TASK REQUIREMENTS: Reproduce everything in the interview below from "I started writing" down to "the word ‘providence’.".

— begin GIVEN PASSAGE —

Normally I’ll start with a riff. If I were to use it as an example, Ain’t A Road Too Long started with that riff. I didn’t know what I was gonna write about but it felt like ‘Man, I feel I’m getting on down the road on this one.’ So that, in turn, will usually inspire some sort of lyrical phrasing. It may not be actual words but I’ll just start scatting half lyrics out and then fit them together like a puzzle piece.

Is your storytelling autobiographical or do you create tales from your imagination?

A little bit of both. Some of them are completely autobiographical, like Come Home Soon, and then Sucker For A Good Time is somewhat autobiographical. I’ve experienced that person in an environment like the one described in that song and it’s a funny story to tell from first person. I’m just a sucker for a good time, man.

You’ve written for a lot of people who play a certain brand of modern country, yet your own work is more traditional. Is writing for big artists something that pays the bills or are you a fan of how broad and stylistically encompassing country music is these days?

Every cut I’ve had has always been written from a personal perspective and you could listen to each one I’ve had done by another artist and, for the most part, it sounds like something I would do myself. It’s always nice if someone else wants to record something I’ve written. I love someone else’s interpretation. I’ve said it before, back in the day there’d be five or six different versions of the same song. One that comes to mind is Sunday Morning’s Coming Down. I think everybody had their own version of that and they were all different. I wish more people would do that.

You’ve described ‘Providence Canyon’ as being ‘Southern-icana’. Can you explain what constitutes that stylistic hybrid and who are the reference points for such a sound?

I would say a lot of Americana is the roots of American music and, more times than not, the lyrics are slightly more poetic than what the mainstream is selling. The difference in my music is it’s more of the American south. It’s similar in tones and textures but the context of the lyrics are a little more southern. I think that makes it Southern-icana.  

I would say Larry John could be considered that. Guy Clerk’s ‘Texas Cooking’, that’s sort of Southern-icana in my opinion. My manager actually coined that term. He’s a photographer from Macon, Georgia. Over the years he’s taken a lot of super pictures of the American south. He opened an exhibit in Nashville a couple of years ago to show some of his work and he called [it] ‘Southern-icana’. It made me go ‘Damn, that’s exactly what my music is. We’re meant to be together.’

Can you tell me about the significance of the title track and what it means to you?

I started writing it probably seven years ago, and was just thinking about an actual canyon called Providence Canyon that’s about an hour away from where I’m from in Georgia. We used to go and camp there growing up, just to hang out, and I was reminiscing on those early days and wrote the first verse and chorus. To be honest with you, and this sounds terrible as someone who works with words for a living, I didn’t know the definition of the word ‘providence’.

— end GIVEN PASSAGE —
— begin RAW RECORDS —

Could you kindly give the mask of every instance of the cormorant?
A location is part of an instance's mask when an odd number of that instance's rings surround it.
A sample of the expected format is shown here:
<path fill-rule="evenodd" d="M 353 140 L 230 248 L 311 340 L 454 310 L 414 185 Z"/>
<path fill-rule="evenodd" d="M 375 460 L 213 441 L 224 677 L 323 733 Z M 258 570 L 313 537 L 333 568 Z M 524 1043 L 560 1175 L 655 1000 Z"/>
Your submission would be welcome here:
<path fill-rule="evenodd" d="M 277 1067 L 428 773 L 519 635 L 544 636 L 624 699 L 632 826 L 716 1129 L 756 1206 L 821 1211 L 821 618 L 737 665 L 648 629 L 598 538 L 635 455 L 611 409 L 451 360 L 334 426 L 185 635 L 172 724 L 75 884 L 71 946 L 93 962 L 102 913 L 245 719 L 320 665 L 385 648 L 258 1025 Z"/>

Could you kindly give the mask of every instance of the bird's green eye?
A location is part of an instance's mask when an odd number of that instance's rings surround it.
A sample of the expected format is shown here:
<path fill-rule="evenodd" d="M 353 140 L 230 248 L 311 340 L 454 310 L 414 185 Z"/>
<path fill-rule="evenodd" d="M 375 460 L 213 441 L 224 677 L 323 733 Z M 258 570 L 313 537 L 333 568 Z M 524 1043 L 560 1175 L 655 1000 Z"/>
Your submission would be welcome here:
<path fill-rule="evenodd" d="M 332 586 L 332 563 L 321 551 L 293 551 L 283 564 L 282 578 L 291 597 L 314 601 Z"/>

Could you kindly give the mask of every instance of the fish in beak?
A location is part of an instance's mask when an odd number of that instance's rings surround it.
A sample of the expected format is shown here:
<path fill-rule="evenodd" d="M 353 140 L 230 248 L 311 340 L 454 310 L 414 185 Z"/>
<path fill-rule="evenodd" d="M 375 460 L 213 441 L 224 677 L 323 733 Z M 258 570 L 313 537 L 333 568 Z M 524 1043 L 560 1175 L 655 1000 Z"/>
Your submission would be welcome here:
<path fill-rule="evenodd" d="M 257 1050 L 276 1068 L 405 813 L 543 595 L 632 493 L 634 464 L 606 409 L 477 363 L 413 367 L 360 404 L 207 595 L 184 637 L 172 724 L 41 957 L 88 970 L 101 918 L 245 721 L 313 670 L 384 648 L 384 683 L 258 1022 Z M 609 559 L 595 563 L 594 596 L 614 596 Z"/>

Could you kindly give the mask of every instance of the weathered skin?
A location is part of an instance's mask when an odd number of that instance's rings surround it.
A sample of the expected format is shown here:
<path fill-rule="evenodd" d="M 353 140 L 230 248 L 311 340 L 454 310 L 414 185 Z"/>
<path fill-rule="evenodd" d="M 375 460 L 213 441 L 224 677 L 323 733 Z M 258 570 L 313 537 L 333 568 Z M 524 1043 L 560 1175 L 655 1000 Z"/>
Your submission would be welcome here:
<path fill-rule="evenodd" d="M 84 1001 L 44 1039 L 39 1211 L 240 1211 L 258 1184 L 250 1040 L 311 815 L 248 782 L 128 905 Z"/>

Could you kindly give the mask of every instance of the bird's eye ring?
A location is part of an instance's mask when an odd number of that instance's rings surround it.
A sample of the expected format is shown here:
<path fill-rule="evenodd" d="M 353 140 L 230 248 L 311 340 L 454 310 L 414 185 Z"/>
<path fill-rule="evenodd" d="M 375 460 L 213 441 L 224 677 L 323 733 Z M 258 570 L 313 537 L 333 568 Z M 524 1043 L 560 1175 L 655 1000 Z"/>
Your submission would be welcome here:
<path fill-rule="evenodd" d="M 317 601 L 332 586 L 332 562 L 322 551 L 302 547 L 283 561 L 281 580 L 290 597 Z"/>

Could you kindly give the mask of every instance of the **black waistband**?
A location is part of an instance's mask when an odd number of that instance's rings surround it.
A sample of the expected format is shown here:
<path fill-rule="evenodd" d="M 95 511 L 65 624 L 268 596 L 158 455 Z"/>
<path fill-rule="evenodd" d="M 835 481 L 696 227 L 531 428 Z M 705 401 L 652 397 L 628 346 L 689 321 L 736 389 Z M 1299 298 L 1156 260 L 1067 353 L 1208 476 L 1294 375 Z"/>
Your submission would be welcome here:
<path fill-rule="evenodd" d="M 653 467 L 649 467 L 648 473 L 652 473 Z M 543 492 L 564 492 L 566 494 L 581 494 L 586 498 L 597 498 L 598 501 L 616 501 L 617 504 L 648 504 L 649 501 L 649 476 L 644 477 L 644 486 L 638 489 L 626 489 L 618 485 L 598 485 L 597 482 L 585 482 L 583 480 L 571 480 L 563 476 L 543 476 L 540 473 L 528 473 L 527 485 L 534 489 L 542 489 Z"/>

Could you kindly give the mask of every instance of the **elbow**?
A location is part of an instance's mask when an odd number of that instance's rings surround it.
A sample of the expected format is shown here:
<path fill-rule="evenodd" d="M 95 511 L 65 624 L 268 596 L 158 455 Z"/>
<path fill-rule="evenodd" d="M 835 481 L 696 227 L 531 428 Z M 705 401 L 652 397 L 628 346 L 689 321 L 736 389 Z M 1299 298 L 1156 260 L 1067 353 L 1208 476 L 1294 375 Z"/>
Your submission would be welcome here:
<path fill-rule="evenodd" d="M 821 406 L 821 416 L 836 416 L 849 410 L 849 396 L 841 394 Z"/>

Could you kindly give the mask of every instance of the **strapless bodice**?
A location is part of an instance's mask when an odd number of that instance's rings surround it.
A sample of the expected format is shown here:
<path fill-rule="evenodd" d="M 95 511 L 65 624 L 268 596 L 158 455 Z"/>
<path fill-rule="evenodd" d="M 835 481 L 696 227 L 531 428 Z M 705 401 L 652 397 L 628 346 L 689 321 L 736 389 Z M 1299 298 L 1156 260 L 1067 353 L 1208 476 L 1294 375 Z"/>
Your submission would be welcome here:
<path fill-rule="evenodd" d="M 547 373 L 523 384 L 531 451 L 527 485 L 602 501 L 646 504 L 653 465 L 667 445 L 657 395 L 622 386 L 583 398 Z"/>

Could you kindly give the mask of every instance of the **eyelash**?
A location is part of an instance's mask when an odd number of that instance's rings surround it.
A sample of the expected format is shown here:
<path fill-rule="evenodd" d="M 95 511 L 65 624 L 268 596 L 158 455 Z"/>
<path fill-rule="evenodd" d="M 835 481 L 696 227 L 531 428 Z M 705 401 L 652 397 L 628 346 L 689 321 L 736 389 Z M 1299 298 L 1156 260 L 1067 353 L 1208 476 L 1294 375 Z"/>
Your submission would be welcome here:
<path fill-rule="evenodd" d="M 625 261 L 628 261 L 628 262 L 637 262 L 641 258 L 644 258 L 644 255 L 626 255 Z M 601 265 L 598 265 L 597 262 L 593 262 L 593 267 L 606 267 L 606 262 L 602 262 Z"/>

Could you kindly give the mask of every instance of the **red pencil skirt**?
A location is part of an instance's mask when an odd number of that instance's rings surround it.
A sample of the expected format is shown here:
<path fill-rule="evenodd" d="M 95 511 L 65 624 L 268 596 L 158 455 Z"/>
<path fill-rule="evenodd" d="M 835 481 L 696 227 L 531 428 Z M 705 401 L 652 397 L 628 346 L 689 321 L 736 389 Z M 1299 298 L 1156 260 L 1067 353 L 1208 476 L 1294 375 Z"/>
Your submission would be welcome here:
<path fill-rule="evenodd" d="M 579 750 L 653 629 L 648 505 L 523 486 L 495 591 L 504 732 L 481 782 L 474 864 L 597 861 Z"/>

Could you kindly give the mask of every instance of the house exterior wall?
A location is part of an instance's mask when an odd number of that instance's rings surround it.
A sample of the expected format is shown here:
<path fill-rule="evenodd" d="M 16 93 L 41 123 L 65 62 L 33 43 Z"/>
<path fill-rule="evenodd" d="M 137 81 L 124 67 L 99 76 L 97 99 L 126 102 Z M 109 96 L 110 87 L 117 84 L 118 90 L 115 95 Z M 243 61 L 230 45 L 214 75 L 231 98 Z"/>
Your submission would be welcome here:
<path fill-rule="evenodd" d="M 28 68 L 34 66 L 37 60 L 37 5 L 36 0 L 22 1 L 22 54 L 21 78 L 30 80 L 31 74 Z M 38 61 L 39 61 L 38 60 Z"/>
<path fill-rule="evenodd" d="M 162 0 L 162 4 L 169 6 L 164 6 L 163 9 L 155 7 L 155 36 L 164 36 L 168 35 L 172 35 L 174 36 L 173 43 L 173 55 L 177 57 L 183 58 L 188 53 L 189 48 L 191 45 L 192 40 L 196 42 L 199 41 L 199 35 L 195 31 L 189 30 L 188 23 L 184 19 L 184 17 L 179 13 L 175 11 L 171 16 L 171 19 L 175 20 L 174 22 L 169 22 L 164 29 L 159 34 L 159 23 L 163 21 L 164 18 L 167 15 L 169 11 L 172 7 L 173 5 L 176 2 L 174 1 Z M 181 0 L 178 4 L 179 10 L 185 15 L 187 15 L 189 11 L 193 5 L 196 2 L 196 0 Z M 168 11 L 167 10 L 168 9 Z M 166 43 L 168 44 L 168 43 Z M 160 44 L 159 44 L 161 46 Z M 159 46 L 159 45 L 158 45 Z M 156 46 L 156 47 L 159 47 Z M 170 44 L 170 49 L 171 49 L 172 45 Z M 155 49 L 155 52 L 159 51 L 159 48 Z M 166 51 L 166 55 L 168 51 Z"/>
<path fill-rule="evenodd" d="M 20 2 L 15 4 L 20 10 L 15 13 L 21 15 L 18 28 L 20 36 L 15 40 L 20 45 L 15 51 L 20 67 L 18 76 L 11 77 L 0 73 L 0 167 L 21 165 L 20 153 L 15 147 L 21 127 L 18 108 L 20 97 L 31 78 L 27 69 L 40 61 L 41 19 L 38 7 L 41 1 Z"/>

— end RAW RECORDS —

COMPLETE RESPONSE:
I started writing it probably seven years ago, and was just thinking about an actual canyon called Providence Canyon that’s about an hour away from where I’m from in Georgia. We used to go and camp there growing up, just to hang out, and I was reminiscing on those early days and wrote the first verse and chorus. To be honest with you, and this sounds terrible as someone who works with words for a living, I didn’t know the definition of the word ‘providence’.